# [Provided entries]
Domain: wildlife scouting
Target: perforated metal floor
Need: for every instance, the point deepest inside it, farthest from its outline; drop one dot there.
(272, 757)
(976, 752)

# [Problem]
Reproduce every line of the rows above, requests included, shifting each coordinate in the answers up by 52.

# [Task response]
Domain: wildlife scouting
Target: perforated metal floor
Need: for every instance, the point deepest inside it, farthest from its outline; drop one dot there.
(324, 809)
(1028, 804)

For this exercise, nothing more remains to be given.